## Task to complete
Exactly reproduce the lines from the line containing "grass, each point like" to the end of the data below, inclusive, and nothing else.
====== Data
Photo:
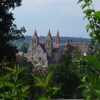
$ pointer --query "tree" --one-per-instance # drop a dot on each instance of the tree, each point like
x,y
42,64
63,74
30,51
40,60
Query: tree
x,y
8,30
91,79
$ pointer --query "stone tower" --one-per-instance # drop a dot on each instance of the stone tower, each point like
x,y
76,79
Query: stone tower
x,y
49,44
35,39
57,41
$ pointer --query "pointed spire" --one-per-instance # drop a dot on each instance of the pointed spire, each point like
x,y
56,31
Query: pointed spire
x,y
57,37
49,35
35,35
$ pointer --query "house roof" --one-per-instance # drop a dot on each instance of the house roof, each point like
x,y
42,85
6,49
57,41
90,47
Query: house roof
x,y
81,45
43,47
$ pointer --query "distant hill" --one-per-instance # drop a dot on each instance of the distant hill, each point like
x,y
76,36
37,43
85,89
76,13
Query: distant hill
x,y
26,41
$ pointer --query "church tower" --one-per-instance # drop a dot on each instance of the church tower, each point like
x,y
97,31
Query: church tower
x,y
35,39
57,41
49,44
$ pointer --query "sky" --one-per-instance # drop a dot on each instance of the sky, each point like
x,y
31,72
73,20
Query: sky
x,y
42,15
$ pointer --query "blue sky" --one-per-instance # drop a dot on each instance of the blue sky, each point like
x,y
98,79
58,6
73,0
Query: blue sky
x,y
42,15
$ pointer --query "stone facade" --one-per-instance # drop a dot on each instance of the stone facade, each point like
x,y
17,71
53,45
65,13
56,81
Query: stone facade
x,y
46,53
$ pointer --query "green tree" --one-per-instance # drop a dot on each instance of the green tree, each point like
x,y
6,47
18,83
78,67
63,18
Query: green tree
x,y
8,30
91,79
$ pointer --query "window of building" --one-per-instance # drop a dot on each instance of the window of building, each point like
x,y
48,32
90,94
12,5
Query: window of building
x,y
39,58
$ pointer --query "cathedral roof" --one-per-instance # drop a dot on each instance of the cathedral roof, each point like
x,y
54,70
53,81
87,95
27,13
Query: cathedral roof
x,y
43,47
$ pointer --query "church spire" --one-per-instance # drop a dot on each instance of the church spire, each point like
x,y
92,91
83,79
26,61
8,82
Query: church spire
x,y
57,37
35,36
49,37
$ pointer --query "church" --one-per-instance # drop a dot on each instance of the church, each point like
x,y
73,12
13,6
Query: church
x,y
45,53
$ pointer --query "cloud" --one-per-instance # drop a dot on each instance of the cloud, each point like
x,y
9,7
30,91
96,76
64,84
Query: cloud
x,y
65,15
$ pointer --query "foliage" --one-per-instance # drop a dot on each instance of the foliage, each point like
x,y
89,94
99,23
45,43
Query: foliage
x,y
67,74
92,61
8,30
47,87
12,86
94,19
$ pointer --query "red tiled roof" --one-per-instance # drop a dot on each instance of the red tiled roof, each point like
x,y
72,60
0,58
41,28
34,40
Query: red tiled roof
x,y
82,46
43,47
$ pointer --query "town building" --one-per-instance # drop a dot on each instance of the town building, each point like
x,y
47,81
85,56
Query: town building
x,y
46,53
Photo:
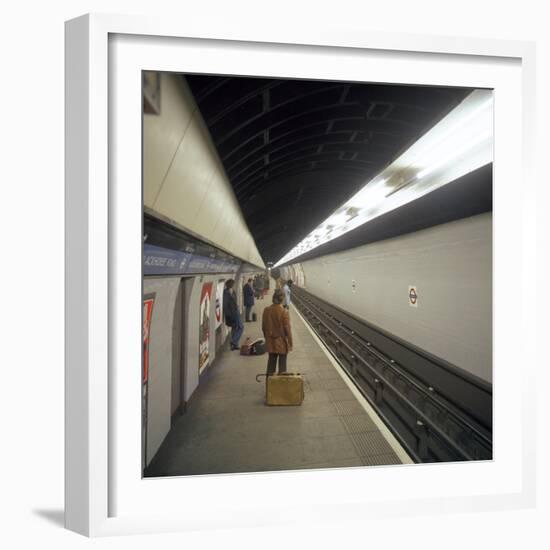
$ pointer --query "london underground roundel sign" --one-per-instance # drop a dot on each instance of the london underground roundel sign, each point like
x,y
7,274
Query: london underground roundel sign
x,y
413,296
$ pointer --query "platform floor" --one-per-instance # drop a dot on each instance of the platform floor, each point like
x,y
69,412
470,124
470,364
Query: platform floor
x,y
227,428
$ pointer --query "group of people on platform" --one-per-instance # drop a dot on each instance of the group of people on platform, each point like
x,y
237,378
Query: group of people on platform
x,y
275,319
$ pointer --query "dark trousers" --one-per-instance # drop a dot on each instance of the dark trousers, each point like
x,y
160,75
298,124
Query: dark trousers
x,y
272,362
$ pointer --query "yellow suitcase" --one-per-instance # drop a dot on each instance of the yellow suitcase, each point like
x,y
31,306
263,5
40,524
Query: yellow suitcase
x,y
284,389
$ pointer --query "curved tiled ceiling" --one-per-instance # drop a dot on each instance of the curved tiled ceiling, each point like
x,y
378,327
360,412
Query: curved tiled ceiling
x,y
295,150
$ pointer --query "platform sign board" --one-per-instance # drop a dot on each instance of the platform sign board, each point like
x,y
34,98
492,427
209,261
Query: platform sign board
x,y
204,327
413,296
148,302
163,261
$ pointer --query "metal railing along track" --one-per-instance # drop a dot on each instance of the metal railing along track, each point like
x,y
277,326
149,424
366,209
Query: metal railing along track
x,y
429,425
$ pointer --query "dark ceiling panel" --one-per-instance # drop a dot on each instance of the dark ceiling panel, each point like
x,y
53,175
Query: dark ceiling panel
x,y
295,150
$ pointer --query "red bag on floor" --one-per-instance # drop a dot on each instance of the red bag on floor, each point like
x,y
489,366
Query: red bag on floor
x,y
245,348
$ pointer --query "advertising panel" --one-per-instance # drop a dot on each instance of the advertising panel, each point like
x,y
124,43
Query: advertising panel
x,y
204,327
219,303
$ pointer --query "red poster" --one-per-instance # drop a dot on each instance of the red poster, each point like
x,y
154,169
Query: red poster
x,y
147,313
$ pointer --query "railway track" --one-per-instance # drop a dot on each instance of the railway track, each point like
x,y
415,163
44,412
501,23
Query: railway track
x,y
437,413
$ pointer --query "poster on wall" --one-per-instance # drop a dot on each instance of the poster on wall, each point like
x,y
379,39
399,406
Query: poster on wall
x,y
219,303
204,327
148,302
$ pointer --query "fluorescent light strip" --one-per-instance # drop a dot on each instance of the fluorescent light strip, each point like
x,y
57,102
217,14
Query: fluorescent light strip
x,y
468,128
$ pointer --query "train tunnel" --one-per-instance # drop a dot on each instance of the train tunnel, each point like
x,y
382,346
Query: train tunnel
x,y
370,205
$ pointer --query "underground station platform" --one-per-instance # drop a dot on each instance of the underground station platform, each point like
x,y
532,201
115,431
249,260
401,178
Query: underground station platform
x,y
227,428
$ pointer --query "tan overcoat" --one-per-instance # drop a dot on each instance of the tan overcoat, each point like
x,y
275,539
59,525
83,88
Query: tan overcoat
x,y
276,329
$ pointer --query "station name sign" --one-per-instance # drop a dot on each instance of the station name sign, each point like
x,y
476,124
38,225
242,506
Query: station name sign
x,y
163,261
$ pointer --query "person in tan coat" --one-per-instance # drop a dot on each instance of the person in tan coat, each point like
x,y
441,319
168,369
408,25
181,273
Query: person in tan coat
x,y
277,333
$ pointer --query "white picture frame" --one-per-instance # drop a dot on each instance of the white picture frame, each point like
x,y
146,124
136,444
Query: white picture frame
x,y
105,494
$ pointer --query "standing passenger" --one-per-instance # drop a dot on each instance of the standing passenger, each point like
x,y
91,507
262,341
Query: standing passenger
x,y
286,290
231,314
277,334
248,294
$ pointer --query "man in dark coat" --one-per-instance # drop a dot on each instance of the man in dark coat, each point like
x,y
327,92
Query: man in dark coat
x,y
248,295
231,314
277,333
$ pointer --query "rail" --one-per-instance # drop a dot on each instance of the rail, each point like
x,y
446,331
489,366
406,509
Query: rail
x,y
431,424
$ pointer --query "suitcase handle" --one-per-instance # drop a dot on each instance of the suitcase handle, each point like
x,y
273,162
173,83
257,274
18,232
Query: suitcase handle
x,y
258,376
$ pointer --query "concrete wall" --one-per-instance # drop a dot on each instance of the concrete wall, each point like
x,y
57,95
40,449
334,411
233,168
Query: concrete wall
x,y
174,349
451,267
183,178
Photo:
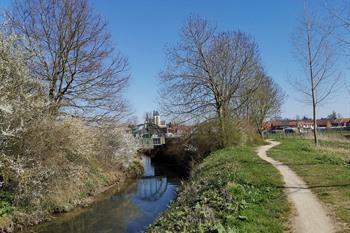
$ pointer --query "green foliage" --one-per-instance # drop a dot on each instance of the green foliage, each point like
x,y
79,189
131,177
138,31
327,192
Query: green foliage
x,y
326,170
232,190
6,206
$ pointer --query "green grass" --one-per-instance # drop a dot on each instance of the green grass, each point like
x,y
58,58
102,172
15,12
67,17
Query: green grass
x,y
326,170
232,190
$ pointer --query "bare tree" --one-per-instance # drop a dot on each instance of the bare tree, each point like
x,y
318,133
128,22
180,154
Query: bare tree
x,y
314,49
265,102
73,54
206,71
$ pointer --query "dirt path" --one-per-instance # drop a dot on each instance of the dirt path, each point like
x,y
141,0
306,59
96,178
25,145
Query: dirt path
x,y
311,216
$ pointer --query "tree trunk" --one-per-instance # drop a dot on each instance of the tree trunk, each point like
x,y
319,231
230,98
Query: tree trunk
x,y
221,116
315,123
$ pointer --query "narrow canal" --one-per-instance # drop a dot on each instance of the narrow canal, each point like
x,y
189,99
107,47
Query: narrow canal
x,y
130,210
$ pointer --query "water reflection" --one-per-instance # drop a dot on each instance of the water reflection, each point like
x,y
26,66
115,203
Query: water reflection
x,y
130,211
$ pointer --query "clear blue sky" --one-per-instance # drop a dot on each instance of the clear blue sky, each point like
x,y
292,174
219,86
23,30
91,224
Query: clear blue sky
============
## Response
$ pointer --query "green grass" --one-per-instance # drop a dot on each instance of the green grass, each point like
x,y
58,58
102,172
15,12
67,17
Query: green grass
x,y
326,170
232,190
$ pointer --query "bare tree" --one-per-instance # drop a dot on each instance of the bare tree, each point like
x,y
318,133
128,22
180,154
Query: bare tree
x,y
314,49
265,102
73,54
206,71
$ pointer --query "dirt path" --one-per-instance # drop a dot on each instance of the dirt path, each point like
x,y
141,0
306,59
96,178
25,145
Query: dirt path
x,y
311,216
$ pointer --query "tree trunk" --one-per-instance # drop a dot on each instance of the tree trunk, each point like
x,y
319,231
230,98
Query: tree trunk
x,y
221,116
315,123
$ pointer --query "narrow canal" --one-per-instance # drop a dot on each instance of the narrow canal, each point like
x,y
189,99
107,47
Query: narrow canal
x,y
130,210
$ pointer --query "water reflection" --one-per-instance # drop a dot on each instance of the water reflection, each point like
x,y
26,66
115,203
Query: water reflection
x,y
130,211
$ pointer --query "clear blue sky" --one-per-instance # drop a dot on each instance of the clear blue sky, each point like
x,y
292,174
219,86
23,30
91,224
Query: clear blue sky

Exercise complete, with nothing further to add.